» Your assignment: As the answer, set down the lines below from the one containing "POLYGON ((52 72, 21" through the one containing "Give the mask of the back", exactly and inclusively, and no others.

Dataset entries
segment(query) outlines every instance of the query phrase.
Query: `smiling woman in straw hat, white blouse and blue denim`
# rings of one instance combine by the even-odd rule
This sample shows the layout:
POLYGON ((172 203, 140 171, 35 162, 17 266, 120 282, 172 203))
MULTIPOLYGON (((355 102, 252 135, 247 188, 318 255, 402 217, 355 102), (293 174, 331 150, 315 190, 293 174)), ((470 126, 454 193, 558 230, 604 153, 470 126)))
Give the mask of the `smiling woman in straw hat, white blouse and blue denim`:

--

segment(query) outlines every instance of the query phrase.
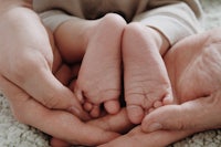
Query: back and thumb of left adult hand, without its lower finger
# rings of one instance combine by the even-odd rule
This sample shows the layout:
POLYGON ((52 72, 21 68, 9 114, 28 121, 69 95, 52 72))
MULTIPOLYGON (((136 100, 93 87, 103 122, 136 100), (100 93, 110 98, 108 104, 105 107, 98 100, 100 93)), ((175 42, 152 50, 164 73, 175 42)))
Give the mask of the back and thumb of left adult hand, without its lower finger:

» The completed task:
POLYGON ((52 72, 21 68, 9 114, 28 121, 69 95, 52 72))
MULTIPOLYGON (((136 100, 93 87, 103 122, 136 100), (100 93, 110 98, 108 104, 105 107, 98 100, 100 93)), ((175 42, 152 50, 164 73, 175 42)))
Give the mask of the back and thumb of left adult hand, without its lower finger:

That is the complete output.